監修医師:土屋 すなお 先生(すなおクリニック 院長 / 形成外科専門医)

シワと聞いて、30代頃から目立ちはじめるイメージを持つ方が多いのではないでしょうか。実は若くてもシワができることがあります。特に首のシワは日常生活の習慣が強く影響することから、年齢とは関係なくできてしまうケースも珍しくありません。

そこで今回は、若いのに首のシワが深くなる原因やメカニズム、対処法などについて詳しく解説します。

監修医師:土屋 すなお 先生(すなおクリニック 院長/外科医・皮膚科医)

首のシワができるメカニズム

首のシワができる要因には、加齢や紫外線による皮膚の菲薄化とたるみ、姿勢、遺伝、生活習慣、乾燥、皮下脂肪のつきすぎ、皮下脂肪の減少、広頚筋の緊張の増加など様々なものがあります。このため首のシワが深くなるのを防ぐには、さまざまな要因に対処しなければなりません。

若くても首にシワができる理由

首のシワは大きく「縦ジワ」と「横ジワ」、小じわ(ちりめんジワ)に分類され、次のような原因が加わると、若くても目立つようになることがあります。

日常の動作の影響

若い世代でも首にシワができる理由の一つとして考えられるのは、シワを生じさせる動作を日常的に行うことです。特に、スマホ操作やデスクワークなどの習慣によってうつむく機会が増えると、首に横ジワが入りやすくなります。

特に若い世代ではデジタル機器の使用が増えているため、このような姿勢が日常的に続くことによるシワに注意するようにしましょう。

ほかにも、デスクワークや高さの合わない枕を使った睡眠なども首のシワを深くする姿勢だと言えます。長時間同じ姿勢を続けると首の筋肉が固まって血行が悪くなり、首の皮膚に必要な栄養が行き渡りにくくなります。すると弾力性が低下し、シワが生じやすくなる可能性があります。

=-=-=-=-=

_取り組む課題:_
A. 首のシワに関する文章では、首のシワは大きくどのように分類されていますか。
B. 首のシワに関する文章のうち、「監修医師:土屋 すなお 先生(すなおクリニック 院長 /」から「に対処しなければなりません。」までを両端も含めて書き写してください。その際、「紫外線」は「摩擦」に置き換えてください。

_掲載一覧:_
=-=-=-=-=

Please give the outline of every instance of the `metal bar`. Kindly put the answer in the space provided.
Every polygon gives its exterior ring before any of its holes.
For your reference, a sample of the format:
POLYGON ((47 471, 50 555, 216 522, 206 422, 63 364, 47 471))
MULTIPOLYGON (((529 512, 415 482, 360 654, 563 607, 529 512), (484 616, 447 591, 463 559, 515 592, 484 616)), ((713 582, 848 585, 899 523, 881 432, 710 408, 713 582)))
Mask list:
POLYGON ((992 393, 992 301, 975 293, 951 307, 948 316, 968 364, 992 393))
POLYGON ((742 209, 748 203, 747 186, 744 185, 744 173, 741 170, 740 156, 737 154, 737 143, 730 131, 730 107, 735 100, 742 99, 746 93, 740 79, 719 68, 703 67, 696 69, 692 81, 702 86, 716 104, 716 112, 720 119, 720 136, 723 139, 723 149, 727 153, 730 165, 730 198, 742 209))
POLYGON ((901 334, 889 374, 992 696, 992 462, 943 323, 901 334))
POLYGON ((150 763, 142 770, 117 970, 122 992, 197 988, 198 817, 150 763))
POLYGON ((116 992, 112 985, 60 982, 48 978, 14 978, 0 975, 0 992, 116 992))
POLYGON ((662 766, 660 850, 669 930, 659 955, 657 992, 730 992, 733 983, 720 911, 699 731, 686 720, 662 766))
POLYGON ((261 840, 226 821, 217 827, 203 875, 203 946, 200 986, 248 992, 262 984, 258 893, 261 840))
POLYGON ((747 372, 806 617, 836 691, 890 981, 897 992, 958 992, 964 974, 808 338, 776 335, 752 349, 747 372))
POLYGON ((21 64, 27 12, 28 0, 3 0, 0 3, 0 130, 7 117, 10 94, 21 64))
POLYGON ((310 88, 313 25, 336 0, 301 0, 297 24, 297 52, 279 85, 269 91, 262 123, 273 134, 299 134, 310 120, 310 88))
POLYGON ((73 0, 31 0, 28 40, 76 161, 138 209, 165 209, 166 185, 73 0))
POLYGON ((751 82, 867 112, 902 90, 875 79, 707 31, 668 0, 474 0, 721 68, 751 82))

=-=-=-=-=

_課題ごとの解答:_
A. 「縦ジワ」と「横ジワ」、小じわ(ちりめんジワ)に分類されています。

B.
監修医師:土屋 すなお 先生(すなおクリニック 院長 / 形成外科専門医)

シワと聞いて、30代頃から目立ちはじめるイメージを持つ方が多いのではないでしょうか。実は若くてもシワができることがあります。特に首のシワは日常生活の習慣が強く影響することから、年齢とは関係なくできてしまうケースも珍しくありません。

そこで今回は、若いのに首のシワが深くなる原因やメカニズム、対処法などについて詳しく解説します。

監修医師:土屋 すなお 先生(すなおクリニック 院長/外科医・皮膚科医)

首のシワができるメカニズム

首のシワができる要因には、加齢や摩擦による皮膚の菲薄化とたるみ、姿勢、遺伝、生活習慣、乾燥、皮下脂肪のつきすぎ、皮下脂肪の減少、広頚筋の緊張の増加など様々なものがあります。このため首のシワが深くなるのを防ぐには、さまざまな要因に対処しなければなりません。